From the line with "Need: one dot per instance in the photo above" down to the final line of the records below, retype everything exactly and leave out the rest.
•••
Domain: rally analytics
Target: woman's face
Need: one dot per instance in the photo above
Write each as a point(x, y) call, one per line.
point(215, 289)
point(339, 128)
•••
§ WRITTEN ANSWER:
Need: one dot per instance in the photo above
Write each as a point(x, y) call, one per line.
point(215, 289)
point(339, 128)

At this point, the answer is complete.